**Qué se pide**.
Reproduce el listado que sigue completo, línea por línea y sin cambiar nada.

**Listado proporcionado**.
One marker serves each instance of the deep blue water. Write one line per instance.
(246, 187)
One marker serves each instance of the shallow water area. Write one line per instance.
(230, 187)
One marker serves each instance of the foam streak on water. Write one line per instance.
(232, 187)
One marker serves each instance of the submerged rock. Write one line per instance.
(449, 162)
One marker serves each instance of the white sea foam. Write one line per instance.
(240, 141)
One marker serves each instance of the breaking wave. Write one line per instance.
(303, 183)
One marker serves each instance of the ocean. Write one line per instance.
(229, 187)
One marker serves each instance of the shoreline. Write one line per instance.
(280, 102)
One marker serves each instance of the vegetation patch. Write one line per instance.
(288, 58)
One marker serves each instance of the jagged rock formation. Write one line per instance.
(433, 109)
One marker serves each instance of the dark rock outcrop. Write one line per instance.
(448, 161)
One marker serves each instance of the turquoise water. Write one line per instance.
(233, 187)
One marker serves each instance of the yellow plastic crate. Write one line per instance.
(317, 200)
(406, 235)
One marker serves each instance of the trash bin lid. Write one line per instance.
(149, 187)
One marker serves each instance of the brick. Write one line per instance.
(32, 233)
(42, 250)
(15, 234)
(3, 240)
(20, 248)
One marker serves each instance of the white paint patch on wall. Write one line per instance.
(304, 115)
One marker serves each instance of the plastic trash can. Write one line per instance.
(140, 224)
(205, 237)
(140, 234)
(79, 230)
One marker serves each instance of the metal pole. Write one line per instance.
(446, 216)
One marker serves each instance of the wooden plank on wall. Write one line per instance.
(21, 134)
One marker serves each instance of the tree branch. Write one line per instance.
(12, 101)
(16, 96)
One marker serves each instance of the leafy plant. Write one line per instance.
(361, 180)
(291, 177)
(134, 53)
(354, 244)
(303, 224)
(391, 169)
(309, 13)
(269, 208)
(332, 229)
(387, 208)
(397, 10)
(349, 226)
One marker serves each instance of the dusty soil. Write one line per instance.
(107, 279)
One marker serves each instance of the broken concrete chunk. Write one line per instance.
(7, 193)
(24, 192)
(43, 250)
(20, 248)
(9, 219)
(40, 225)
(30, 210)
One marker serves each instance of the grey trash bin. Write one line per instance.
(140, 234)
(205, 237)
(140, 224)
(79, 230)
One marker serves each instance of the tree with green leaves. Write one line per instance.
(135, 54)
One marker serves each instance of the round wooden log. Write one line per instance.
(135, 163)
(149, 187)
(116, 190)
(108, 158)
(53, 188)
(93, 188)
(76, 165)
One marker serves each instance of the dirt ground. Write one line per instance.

**Resultado**.
One marker serves each instance of the deep blue water. Write one line per instance.
(246, 187)
One marker serves each instance of the shallow water area. Write one line per instance.
(230, 187)
One marker serves each instance of the foam streak on water. Write one line per instance.
(232, 187)
One marker serves each instance of the submerged rock. Write one line per instance.
(449, 162)
One marker serves each instance of the white sea foam. Write one line per instance.
(240, 141)
One marker serves each instance of the breaking wave. Write one line per instance.
(303, 183)
One marker serves each instance of the ocean. Write one line per instance.
(229, 187)
One marker serves each instance of the shoreline. Write one line per instance.
(280, 102)
One marker serves each instance of the vegetation patch. Write one line per instance.
(288, 58)
One marker serves each instance of the jagged rock formation. Write one line per instance.
(433, 109)
One marker serves each instance of the dark rock outcrop. Write one line per instance.
(448, 161)
One marker serves each instance of the turquoise water. Write one line per instance.
(233, 187)
One marker serves each instance of the yellow plastic crate. Write one line per instance.
(317, 200)
(406, 235)
One marker serves each instance of the trash bin lid. Write one line per instance.
(149, 187)
One marker serves each instance of the brick. Write one line per instance.
(32, 233)
(42, 250)
(15, 234)
(3, 240)
(20, 248)
One marker serves each instance of the white paint patch on wall. Write one line per instance.
(304, 115)
One marker serves each instance of the plastic trash can. Write one line per instance.
(140, 224)
(205, 237)
(140, 234)
(79, 230)
One marker serves each instance of the metal pole. Write one line per instance.
(446, 216)
One marker serves each instance of the wooden plank on wall. Write one line per instance.
(21, 134)
One marker serves each instance of the tree branch. Write one line per instance.
(12, 101)
(16, 96)
One marker serves each instance of the leafy plant. Write one line per instance.
(361, 180)
(291, 177)
(134, 53)
(354, 244)
(303, 224)
(391, 169)
(309, 13)
(269, 208)
(332, 229)
(387, 208)
(397, 10)
(349, 226)
One marker serves each instance of the dusty soil. Write one line per instance.
(107, 279)
One marker serves each instance of the broken concrete chunk. Write one line per instance.
(7, 193)
(24, 192)
(43, 250)
(20, 248)
(9, 219)
(40, 225)
(30, 210)
One marker serves each instance of the grey trash bin. Write one line per instance.
(140, 234)
(205, 237)
(140, 224)
(79, 230)
One marker serves each instance of the tree with green leaves. Write one line per instance.
(135, 54)
One marker serves each instance of the round wooden log. Write one line per instance.
(135, 163)
(149, 187)
(116, 190)
(108, 158)
(53, 188)
(93, 188)
(76, 165)
One marker serves each instance of the dirt ground. Write one line per instance.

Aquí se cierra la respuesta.